======== Supplied text

Ara --

    Random thoughts:

      * It could be a race condition of some sort
      * It could be that closing the file in the child closes it for the
        parent even though closing it for the parent does not close it
        for the child
      * It could be that you omitted a file from your keep list that the
        child actually needs.  It tries to access it, goes boom,... 
      * can you make it happen in a simplified situation (e.g. one
        child, etc.)
      * is it possible to make nfs put the ugly files somewhere you
        can't see them?  I know much of the software I run has lots of
        ugly files (e.g. the web browser cache), but they don't bother
        me because I don't look at them.
      * Instead of specifying the files you want to keep (STDIN, etc)
        could you list the ones you want to close, and narrow the
        problem down that way?

    I don't know if any of these will help, but I can't see that they
could hurt (I used to say that "ideas can't hurt you" but I'm older
now).

      -- MarkusQ



On Thu, 2004-09-16 at 11:54, Ara.T.Howard wrote:
> i've got 30 process running on 30 machines running jobs taken from an nfs mounted
> queue.  recently i started seeing random core dumps from them.  i've isolated
> the bit of code that causes the core dumps to occur - it's this
> 
>    class JobRunner
> #{{{
>      attr :job
>      attr :jid
>      attr :cid
>      attr :shell
>      attr :command
>      def initialize job
> #{{{
>        @job = job
>        @jid = job['jid']
>        @command = job['command']
>        @shell = job['shell'] || 'bash'
>        @r,@w = IO.pipe
>        @cid =
>          Util::fork do
>            @w.close
>            STDIN.reopen @r
> 
>          if $want_to_core_dump
> 
>            keep = [STDIN, STDOUT, STDERR, @r].map{|io| io.fileno}
>            256.times do |fd|
>              next if keep.include? fd
>              begin
>                IO::new(fd).close
>              rescue Errno::EINVAL, Errno::EBADF
>              end
>            end
> 
>          end
> 
>            if File::basename(@shell) == 'bash' || File::basename(@shell) == 'sh'
>              exec [@shell, "__rq_job__#{ @jid }__#{ File.basename(@shell) }__"], '--login'
>            else
>              exec [@shell, "__rq_job__#{ @jid }__#{ File.basename(@shell) }__"], '-l'
>            end
>          end
>        @r.close
> #}}}
>      end
>      def run
> #{{{
>        @w.puts @command
>        @w.close
> #}}}
>      end
> #}}}
>    end
> 
> 
> now heres the tricky bit.  the core dump doesn't happen here - it happens at
> some random time later, and then again sometimes it doesn't.  the context this
> code executes in is complex, but here's the just of it
> 
> 
>    sqlite database transaction started - this opens some files like db-journal,
>    etc.

================
======== Records provided

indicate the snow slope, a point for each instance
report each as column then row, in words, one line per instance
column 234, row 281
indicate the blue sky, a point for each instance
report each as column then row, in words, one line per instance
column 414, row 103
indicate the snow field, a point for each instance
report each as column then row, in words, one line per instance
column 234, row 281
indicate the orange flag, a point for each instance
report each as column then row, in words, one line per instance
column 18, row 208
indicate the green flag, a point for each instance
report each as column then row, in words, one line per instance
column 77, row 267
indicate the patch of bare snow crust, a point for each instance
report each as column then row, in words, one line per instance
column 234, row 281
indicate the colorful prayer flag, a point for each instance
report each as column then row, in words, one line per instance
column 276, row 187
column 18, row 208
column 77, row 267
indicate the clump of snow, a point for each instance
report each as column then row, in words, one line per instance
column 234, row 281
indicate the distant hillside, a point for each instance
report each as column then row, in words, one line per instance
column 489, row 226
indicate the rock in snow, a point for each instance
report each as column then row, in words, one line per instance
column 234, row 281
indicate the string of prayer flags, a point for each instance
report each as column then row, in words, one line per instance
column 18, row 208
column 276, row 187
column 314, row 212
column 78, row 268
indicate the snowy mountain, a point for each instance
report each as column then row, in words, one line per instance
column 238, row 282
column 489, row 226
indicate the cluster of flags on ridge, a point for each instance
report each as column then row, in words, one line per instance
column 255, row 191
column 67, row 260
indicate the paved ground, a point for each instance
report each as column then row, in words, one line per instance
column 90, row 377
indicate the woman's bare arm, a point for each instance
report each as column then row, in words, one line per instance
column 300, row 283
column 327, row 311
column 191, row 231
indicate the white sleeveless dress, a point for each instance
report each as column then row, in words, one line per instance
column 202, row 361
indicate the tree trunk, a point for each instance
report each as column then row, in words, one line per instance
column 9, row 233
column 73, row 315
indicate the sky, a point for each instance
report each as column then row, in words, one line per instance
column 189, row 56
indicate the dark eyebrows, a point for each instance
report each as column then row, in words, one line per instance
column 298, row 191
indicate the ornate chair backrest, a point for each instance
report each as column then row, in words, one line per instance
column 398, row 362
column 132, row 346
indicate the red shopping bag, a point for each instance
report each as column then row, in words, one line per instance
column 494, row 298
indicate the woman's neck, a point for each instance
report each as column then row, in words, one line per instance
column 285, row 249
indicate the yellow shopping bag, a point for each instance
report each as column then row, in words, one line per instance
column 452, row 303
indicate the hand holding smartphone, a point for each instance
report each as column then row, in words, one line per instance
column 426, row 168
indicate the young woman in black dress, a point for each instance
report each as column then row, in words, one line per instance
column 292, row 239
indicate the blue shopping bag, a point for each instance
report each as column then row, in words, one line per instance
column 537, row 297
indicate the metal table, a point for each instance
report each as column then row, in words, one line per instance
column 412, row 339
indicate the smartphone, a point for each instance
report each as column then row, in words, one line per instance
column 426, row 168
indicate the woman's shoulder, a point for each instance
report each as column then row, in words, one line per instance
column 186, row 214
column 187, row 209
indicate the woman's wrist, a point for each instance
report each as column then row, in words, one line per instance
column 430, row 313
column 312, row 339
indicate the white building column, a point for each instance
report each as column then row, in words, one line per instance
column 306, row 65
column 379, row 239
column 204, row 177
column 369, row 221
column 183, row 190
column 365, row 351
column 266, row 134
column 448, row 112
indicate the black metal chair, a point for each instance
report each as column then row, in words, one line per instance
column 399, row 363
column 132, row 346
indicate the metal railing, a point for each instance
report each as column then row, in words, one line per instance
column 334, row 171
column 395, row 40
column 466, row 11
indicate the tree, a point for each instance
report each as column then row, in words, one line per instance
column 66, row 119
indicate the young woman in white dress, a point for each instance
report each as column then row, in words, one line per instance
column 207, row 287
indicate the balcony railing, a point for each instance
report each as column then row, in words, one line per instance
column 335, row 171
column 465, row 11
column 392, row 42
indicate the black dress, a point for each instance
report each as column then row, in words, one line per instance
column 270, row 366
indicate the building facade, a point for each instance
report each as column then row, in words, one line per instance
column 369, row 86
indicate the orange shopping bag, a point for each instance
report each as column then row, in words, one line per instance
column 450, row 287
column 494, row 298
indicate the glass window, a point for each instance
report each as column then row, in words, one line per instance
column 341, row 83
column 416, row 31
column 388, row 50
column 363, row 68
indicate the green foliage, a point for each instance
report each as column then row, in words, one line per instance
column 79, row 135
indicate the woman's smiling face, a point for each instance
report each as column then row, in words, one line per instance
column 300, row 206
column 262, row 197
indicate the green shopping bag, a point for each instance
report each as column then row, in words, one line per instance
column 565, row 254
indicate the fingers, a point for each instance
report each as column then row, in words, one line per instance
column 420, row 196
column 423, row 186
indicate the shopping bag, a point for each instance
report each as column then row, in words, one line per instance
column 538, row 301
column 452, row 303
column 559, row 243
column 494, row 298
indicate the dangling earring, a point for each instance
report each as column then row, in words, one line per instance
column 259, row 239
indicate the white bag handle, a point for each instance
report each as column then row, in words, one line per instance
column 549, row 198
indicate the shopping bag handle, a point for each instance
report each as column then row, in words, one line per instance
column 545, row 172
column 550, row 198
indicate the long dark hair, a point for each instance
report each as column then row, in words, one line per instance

================

- Exercise instructions -
(A) Answer from the core-dump thread:
(i) How many processes and machines does the original poster report running?
(ii) Which shell does JobRunner use when the job gives none?
(iii) What example of software with "ugly files" does MarkusQ mention?
(B) Pick up the core-dump thread at its last line and continue it.
This data has no connection to the core-dump thread.

- Answers below -
(A)
(i) 30 processes on 30 machines.
(ii) bash.
(iii) The web browser cache.

(B)
> 
>    a job is selected from database
> 
>      fork job runner - this closes open files except stdin, stdout, stderr, and
>      com pipe
> 
>    the job pid and other accounting is committed to database
> 
> 
> the reason i'm trying to close all the files in the first place is because the
> parent eventually unlinks some of them while the child still has them open -
> this causes nfs sillynames to appear when running on nfs (.nfsxxxxxxxxx).
> this causes no harm as the child never uses these fds - but with 30 machines i
> i end up with 90 or more .nfsxxxxxxx files lying around looking ugly.  these
> eventually go away when the child exits but some of these children run for 4
> or 5 or 10 days so the ugliness is constantly in my face - sometimes growing
> to be quite large.
> 
> back to the core dump...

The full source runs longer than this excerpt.